§ INSTRUCTIONS FOR THE TASK
In this exercise, return the whole listing exactly, excluding any images.

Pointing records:
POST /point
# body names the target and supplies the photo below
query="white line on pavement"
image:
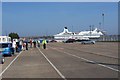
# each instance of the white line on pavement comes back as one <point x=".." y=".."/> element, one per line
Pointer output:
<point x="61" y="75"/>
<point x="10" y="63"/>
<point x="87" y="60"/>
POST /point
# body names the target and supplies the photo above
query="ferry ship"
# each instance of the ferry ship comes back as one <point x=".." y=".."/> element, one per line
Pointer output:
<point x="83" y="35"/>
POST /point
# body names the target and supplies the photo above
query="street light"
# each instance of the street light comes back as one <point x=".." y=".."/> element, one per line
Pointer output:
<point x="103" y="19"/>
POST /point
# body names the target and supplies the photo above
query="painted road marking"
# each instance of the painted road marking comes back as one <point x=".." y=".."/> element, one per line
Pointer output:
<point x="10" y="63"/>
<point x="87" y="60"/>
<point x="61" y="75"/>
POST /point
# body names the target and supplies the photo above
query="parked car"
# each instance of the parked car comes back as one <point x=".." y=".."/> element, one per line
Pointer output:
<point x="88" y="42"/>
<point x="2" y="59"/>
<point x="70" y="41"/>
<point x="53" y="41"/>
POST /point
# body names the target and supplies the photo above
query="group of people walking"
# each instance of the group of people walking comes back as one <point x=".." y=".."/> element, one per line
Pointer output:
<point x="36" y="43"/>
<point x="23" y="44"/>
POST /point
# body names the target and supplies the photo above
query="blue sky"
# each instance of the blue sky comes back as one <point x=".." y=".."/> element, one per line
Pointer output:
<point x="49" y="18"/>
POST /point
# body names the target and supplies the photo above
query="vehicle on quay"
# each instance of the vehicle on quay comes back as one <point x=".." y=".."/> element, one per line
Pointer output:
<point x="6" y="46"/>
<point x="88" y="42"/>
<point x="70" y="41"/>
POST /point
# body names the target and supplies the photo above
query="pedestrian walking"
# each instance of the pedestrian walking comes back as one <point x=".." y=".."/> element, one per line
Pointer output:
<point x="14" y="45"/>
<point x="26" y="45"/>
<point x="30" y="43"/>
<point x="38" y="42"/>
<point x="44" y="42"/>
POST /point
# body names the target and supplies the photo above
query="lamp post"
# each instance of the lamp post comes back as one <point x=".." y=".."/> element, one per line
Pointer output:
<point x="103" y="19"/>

§ WRITTEN SOLUTION
POST /point
# body names the target and supplies the photo below
query="white line on pavement"
image:
# each instance of the white line on pavement comes back as one <point x=".." y=".."/> element, one per line
Pointer output:
<point x="61" y="75"/>
<point x="10" y="63"/>
<point x="87" y="60"/>
POST /point
# body names the target and supplies the photo above
query="ferry ship"
# each instance of the ferry ship comes back as one <point x=".." y=".."/> element, one per line
Pointer output:
<point x="83" y="35"/>
POST /point
# body names the target and supplies the photo above
query="street light"
# each instance of the street light comes back as one <point x=".." y=".."/> element, one per line
Pointer output:
<point x="103" y="19"/>
POST /point
# body names the target and supplies the photo above
query="painted road marking"
# each instance of the painted road marking comes back as one <point x=".." y=".."/> element, one per line
Pointer output:
<point x="10" y="63"/>
<point x="87" y="60"/>
<point x="61" y="75"/>
POST /point
# body names the target and supplies the photo above
query="parked car"
# each instance of the parked car comes back as one <point x=".." y=".."/> element, one per line
Pointer output:
<point x="88" y="42"/>
<point x="2" y="59"/>
<point x="70" y="41"/>
<point x="53" y="41"/>
POST /point
# body names the target and supplies the photo above
query="group of people walking"
# each instance of the group of people walking comes back as one <point x=".." y=".."/> element, one per line
Pointer output:
<point x="36" y="43"/>
<point x="23" y="44"/>
POST /point
# body names the target and supplies the photo above
query="blue sky"
# each instance of the blue sky comes back as one <point x=".." y=".."/> element, one per line
Pointer output:
<point x="49" y="18"/>
POST /point
# body names the target and supplies the photo above
query="vehicle on quay"
# each instance of the vehicle on quay comes back as one <point x=".." y=".."/> element, one per line
Pointer output:
<point x="6" y="46"/>
<point x="88" y="42"/>
<point x="70" y="41"/>
POST /point
# body names the target and supplies the photo above
query="pedestrian walking"
# each instance of the pedestrian walking comes back as one <point x=".." y=".."/> element, one per line
Pointer output:
<point x="14" y="45"/>
<point x="26" y="45"/>
<point x="30" y="43"/>
<point x="38" y="42"/>
<point x="44" y="42"/>
POST /point
# body names the target and supplies the photo above
query="lamp post"
# each instance of the lamp post comes back as one <point x=".." y=".."/> element, one per line
Pointer output:
<point x="103" y="19"/>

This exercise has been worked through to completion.